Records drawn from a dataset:
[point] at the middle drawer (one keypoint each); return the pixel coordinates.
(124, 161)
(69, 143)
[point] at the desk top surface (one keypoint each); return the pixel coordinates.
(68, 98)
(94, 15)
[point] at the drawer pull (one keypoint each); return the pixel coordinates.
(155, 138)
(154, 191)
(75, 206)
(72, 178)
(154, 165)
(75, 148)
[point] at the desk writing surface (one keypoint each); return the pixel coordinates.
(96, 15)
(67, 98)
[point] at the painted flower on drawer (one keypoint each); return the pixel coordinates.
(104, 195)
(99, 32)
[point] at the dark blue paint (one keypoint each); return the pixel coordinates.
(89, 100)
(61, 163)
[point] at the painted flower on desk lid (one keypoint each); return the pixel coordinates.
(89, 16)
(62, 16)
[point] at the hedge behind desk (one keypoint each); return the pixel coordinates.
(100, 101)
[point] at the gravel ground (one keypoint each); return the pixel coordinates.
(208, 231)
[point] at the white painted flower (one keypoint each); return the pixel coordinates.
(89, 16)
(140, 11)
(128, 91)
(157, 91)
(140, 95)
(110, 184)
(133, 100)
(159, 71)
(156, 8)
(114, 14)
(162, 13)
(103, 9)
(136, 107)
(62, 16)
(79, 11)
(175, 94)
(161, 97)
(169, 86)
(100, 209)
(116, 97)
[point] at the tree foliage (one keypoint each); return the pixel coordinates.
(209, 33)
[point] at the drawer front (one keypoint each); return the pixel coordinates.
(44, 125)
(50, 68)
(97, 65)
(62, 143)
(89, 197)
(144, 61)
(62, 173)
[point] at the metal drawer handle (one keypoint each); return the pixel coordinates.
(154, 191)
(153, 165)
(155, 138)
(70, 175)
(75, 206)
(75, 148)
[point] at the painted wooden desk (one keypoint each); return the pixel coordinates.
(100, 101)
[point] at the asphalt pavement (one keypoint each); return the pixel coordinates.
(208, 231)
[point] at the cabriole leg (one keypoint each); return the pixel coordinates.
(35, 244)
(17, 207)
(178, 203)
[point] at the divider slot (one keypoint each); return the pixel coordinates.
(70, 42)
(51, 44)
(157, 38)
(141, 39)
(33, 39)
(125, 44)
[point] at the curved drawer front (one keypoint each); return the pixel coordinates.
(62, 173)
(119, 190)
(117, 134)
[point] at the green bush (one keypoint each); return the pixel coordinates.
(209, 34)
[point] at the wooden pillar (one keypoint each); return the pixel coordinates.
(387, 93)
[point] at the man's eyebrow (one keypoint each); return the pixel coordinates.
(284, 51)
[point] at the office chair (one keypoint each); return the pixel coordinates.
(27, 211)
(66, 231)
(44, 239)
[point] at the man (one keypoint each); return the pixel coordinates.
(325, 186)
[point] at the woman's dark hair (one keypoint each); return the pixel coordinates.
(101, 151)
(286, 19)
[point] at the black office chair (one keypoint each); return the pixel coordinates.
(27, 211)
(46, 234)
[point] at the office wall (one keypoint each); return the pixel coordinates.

Problem: When transcribing the data, keep every line exactly as it is.

Task output:
[point] at the middle drawer (one keypoint each); return the pixel coordinates.
(124, 161)
(69, 143)
[point] at the desk top surface (one keypoint each); return the pixel coordinates.
(68, 98)
(94, 15)
[point] at the drawer pull (one keypoint each); return the pixel coordinates.
(155, 138)
(154, 191)
(75, 206)
(72, 178)
(154, 165)
(75, 148)
[point] at the desk writing surface (one keypoint each); return the pixel coordinates.
(96, 15)
(67, 98)
[point] at the painted flower on drawer (one keypoint each); return the pixel coordinates.
(104, 195)
(99, 32)
[point] at the dark blue paint (one keypoint each); return the pixel coordinates.
(89, 100)
(61, 163)
[point] at the painted flower on desk lid (one keypoint each); return the pixel coordinates.
(89, 16)
(62, 16)
[point] at the hedge behind desk (one keypoint each); return the pixel coordinates.
(100, 101)
[point] at the gravel ground (one keypoint each); return the pixel coordinates.
(208, 231)
[point] at the white painted flower (one keypoint each); return the pixel coordinates.
(89, 16)
(140, 11)
(128, 91)
(157, 91)
(140, 95)
(110, 184)
(133, 100)
(159, 71)
(156, 8)
(114, 14)
(162, 13)
(103, 9)
(136, 107)
(62, 16)
(79, 11)
(175, 94)
(161, 97)
(169, 86)
(100, 209)
(116, 97)
[point] at the tree foliage (one keypoint each); return the pixel coordinates.
(209, 33)
[point] at the drawer front (one keypoint each); return the pixel coordinates.
(44, 125)
(50, 68)
(97, 65)
(62, 143)
(89, 197)
(144, 61)
(62, 173)
[point] at the metal drawer handle (one keypoint each); return the pixel coordinates.
(154, 191)
(153, 165)
(155, 138)
(70, 175)
(75, 206)
(75, 148)
[point] at the painted wooden desk (one keypoint each); return the pixel coordinates.
(100, 101)
[point] at the asphalt pavement (one keypoint each); return the pixel coordinates.
(208, 231)
[point] at the cabriole leg (one keypoint each); return the pixel coordinates.
(35, 244)
(17, 207)
(178, 203)
[point] at the divider slot (one keypoint each); return the pixel coordinates.
(70, 42)
(51, 44)
(157, 38)
(141, 39)
(33, 39)
(125, 44)
[point] at the curved drawer front (one keypoint each); return the pixel coordinates.
(62, 173)
(119, 190)
(117, 134)
[point] at the green bush (one keypoint each); return the pixel coordinates.
(209, 34)
[point] at the wooden pillar (one keypoint each); return the pixel coordinates.
(387, 93)
[point] at the man's eyebrow (one keypoint each); return the pixel coordinates.
(284, 51)
[point] at the office chair (one keypoint each); return the pixel coordinates.
(27, 211)
(66, 231)
(44, 239)
[point] at the man (one keypoint each); return the pixel coordinates.
(325, 186)
[point] at the woman's dark hair (one keypoint each); return the pixel coordinates.
(101, 151)
(286, 19)
[point] at the black office chair (one keypoint each); return the pixel coordinates.
(27, 211)
(46, 234)
[point] at the office wall (one keypoint each); return the pixel coordinates.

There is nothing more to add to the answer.